> [TEXT EXCERPT]:
○ ○ ○
Stock Investing Tips For The Beginning Stock Picker

by Alexis A. on 2009-02-2020

I remember when I decided that my normal savings account wasn’t good enough any more. I saw that my not quite 2% interest on my savings account was being obliterated by the 5% average inflation rate. By keeping my long term savings in a savings account, I was actually losing money over time, so I set out to learn how to become an equity or stock investor.

As a first time investor, I knew that I had a lot of work to do. More specifically, I had some learning to do. As I gained more experience, I realized just how much we need to prepare before putting any money into the market.

Stock Investing Tips and Advice For The Beginning Stock Picker

1. Keep your investment costs low.

Many investors are paying out too large a part of their returns to investment management fees. By watching your costs when you buy or sell ETFs, funds, stocks, bonds or options, you can actually keep more of your returns to yourself. These days, you can minimize those costs by utilizing cheap online brokers — those brokerages that are low on fees and high on customer service. There are a good number of online brokers that are highly affordable while also providing strong customer support. These stock brokerages offer free tools, educational resources and even a built in online trading community for their account holders. You can check them out further in our brokerage section.
○ ○ ○
> [REQUIRED TASKS]:
• A. In the stock investing tips article, what average inflation rate is said to have been wiping out the savings account interest?
• B. Please carry the stock investing tips article forward from its final sentence, adding the next tip in the same style.

> [RECORDED INFORMATION]:
○ ○ ○
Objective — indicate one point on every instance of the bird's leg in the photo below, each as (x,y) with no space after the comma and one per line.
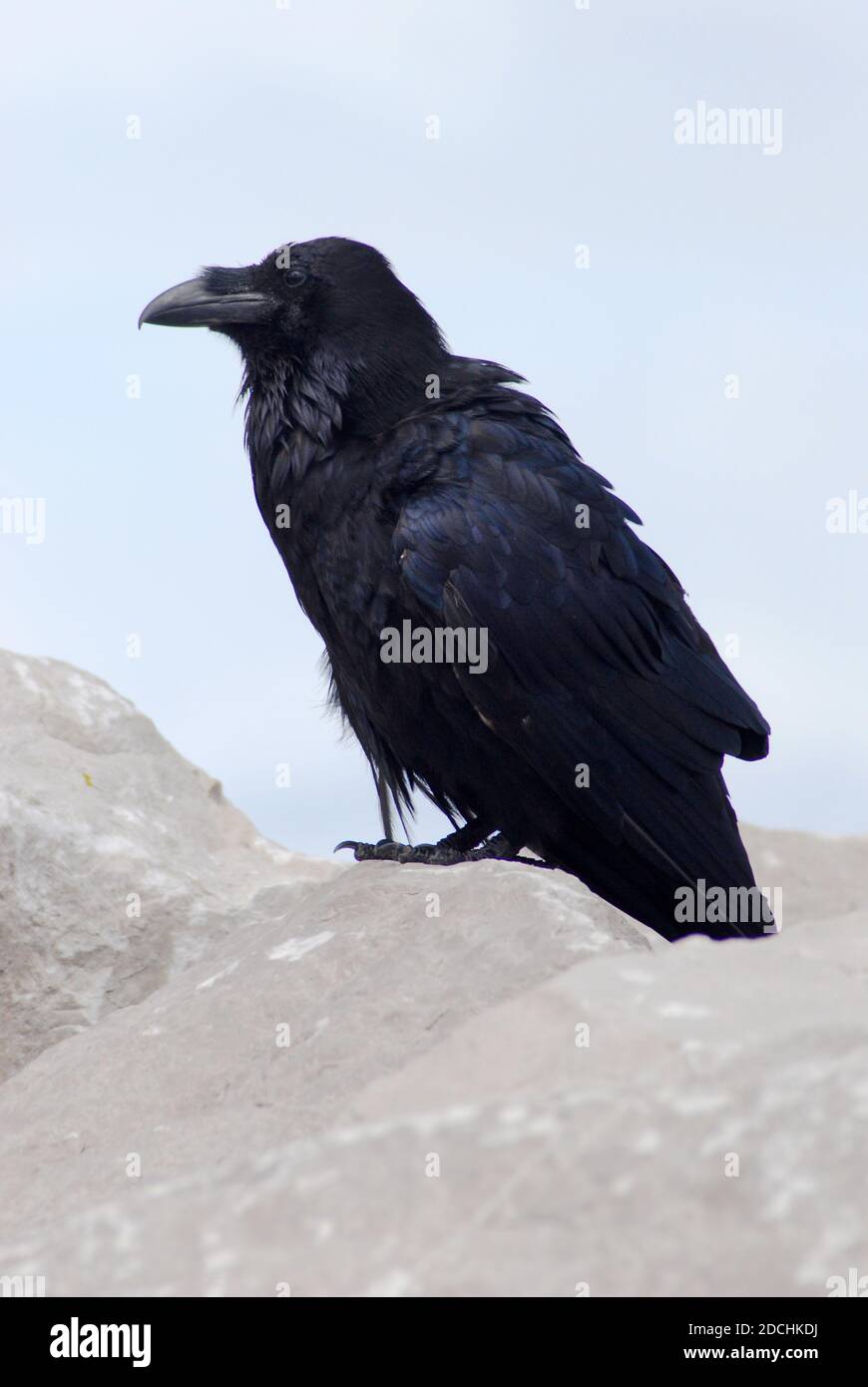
(466,845)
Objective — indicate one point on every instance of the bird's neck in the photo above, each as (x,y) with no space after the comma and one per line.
(294,412)
(298,411)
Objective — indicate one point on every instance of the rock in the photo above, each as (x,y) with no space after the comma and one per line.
(120,861)
(411,1081)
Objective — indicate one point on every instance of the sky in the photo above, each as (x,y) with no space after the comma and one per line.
(683,288)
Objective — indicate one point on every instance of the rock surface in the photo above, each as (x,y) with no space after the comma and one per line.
(284,1077)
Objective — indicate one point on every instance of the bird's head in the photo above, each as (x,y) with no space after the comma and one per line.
(329,299)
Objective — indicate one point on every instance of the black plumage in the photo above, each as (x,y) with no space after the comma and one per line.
(401,483)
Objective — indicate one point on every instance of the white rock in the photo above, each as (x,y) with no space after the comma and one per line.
(509,1095)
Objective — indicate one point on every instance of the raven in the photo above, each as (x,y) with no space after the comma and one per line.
(495,632)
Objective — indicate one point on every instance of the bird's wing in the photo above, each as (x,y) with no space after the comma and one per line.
(594,657)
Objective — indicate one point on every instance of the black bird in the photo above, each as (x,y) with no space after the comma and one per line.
(573,706)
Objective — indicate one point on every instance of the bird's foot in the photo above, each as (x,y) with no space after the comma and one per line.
(431,854)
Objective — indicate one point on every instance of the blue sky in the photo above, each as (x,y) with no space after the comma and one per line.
(263,124)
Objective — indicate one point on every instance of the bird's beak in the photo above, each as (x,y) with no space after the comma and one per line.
(193,304)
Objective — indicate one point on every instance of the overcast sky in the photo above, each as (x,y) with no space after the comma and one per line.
(556,125)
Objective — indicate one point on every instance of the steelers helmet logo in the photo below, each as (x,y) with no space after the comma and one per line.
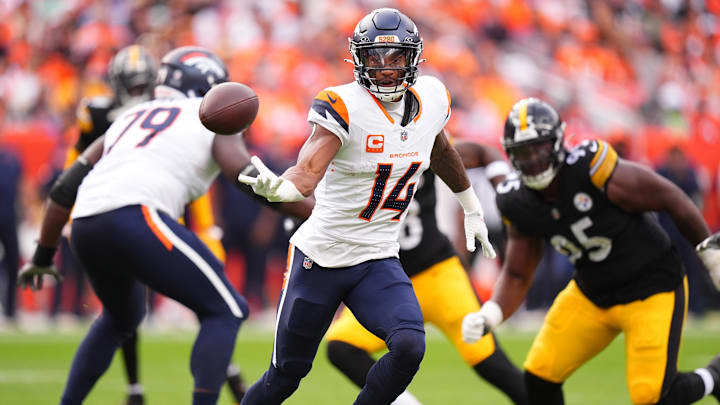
(582,202)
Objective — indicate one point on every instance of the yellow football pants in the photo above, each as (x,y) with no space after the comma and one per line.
(575,330)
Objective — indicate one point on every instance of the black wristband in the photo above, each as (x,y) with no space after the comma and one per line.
(43,256)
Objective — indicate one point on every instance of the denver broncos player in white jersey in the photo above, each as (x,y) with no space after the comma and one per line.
(370,143)
(153,160)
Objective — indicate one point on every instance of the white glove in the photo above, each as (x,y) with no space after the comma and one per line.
(475,228)
(31,275)
(269,185)
(477,324)
(474,222)
(709,252)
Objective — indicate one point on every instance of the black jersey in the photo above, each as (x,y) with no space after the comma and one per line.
(618,256)
(421,242)
(94,117)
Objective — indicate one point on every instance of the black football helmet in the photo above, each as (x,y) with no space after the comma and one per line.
(533,141)
(189,71)
(379,37)
(132,75)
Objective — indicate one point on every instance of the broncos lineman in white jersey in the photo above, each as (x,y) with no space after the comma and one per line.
(370,143)
(154,159)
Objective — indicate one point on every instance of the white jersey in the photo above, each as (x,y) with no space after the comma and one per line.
(156,154)
(363,197)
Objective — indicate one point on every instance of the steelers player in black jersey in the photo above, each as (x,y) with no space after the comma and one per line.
(132,73)
(597,209)
(442,287)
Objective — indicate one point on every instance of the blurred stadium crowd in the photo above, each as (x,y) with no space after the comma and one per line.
(642,74)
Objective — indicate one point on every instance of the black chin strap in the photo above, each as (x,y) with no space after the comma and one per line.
(412,108)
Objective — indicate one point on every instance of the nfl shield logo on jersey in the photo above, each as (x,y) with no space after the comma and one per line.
(403,135)
(582,202)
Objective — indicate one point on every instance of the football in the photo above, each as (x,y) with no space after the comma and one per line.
(228,108)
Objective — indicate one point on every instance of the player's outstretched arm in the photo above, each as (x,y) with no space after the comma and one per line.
(636,188)
(523,253)
(446,163)
(313,160)
(60,202)
(477,155)
(299,181)
(232,156)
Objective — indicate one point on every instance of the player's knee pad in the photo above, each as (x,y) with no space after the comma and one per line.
(407,347)
(644,392)
(543,392)
(340,353)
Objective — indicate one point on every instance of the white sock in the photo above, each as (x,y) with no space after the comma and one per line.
(134,389)
(707,380)
(406,398)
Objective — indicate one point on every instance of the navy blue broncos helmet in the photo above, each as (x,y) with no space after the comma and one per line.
(189,71)
(379,35)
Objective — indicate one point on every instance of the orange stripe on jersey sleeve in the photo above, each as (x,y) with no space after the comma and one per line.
(287,266)
(417,97)
(603,164)
(163,239)
(330,101)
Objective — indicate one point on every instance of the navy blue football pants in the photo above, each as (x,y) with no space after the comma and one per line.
(379,294)
(123,250)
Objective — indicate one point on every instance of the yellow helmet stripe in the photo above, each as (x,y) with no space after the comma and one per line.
(134,56)
(523,114)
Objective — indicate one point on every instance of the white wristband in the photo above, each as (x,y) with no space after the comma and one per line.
(469,201)
(288,191)
(492,313)
(497,168)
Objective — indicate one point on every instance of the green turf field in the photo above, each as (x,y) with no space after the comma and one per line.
(33,368)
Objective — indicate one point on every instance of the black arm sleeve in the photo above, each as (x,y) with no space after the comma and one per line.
(64,191)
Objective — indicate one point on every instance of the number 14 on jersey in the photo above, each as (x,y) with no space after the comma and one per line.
(391,202)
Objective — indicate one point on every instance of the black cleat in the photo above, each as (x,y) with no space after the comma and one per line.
(237,387)
(135,399)
(714,368)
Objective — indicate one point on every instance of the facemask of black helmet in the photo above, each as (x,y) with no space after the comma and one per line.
(386,49)
(533,141)
(387,71)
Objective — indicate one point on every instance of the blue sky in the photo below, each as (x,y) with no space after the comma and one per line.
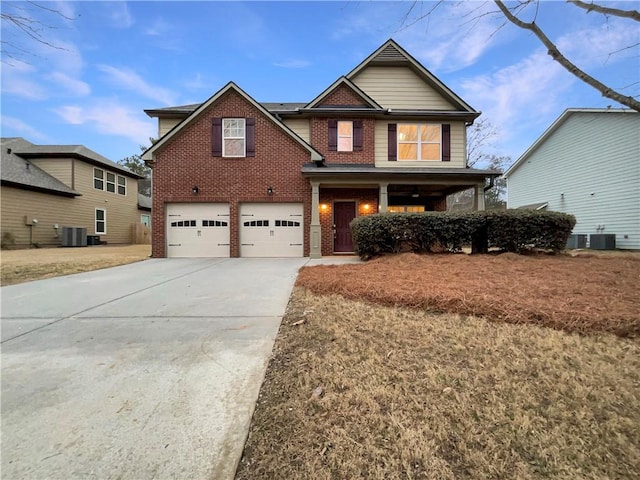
(116,59)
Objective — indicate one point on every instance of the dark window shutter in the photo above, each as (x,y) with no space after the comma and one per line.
(250,125)
(333,135)
(357,135)
(393,144)
(216,137)
(446,142)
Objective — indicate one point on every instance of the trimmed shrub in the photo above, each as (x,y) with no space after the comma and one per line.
(507,230)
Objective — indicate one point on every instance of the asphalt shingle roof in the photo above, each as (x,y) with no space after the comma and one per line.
(20,172)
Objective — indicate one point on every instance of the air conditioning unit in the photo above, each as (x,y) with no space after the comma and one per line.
(74,237)
(602,241)
(577,241)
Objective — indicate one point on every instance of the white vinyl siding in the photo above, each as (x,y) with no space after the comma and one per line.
(589,167)
(300,127)
(458,148)
(399,87)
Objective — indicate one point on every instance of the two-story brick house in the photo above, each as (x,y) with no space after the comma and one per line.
(234,177)
(48,187)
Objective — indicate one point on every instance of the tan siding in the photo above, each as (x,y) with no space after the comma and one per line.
(399,87)
(166,124)
(458,148)
(300,126)
(60,168)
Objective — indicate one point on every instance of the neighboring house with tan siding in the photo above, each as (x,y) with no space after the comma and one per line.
(586,163)
(64,186)
(235,177)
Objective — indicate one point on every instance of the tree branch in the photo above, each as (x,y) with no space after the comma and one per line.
(594,7)
(553,51)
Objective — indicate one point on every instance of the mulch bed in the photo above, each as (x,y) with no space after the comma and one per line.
(583,294)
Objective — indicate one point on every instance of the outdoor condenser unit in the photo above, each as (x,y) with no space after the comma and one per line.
(74,237)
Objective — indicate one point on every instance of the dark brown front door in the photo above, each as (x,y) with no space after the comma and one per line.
(343,213)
○ ○ ○
> [WRITTEN ANSWERS]:
• A. 5%

• B.
Now if you’re a mutual fund investor, stick to no load mutual funds — there’s no reason to have your money in funds that charge you high loads, exorbitant management fees and 12b-1 fees when there are so many alternatives out there.

2. Increase your knowledge about investing before you do anything.

Before committing your money to investments, spend a lot of time reading and learning about investing and stock picking by visiting online financial resources and reading books, periodicals and other educational material. A lot of free investment videos are viewable in the educational sections of many good broker sites.

Read all of the relevant articles that you can, follow the headlines, watch the videos on CNBC and other financial networks, and devour investing books designed for the beginners. In other words immerse yourself in the world of investing. I didn’t invest a dime until I could actually listen to a couple of hours of CNBC stock market news and coverage, and understand everything they were talking about.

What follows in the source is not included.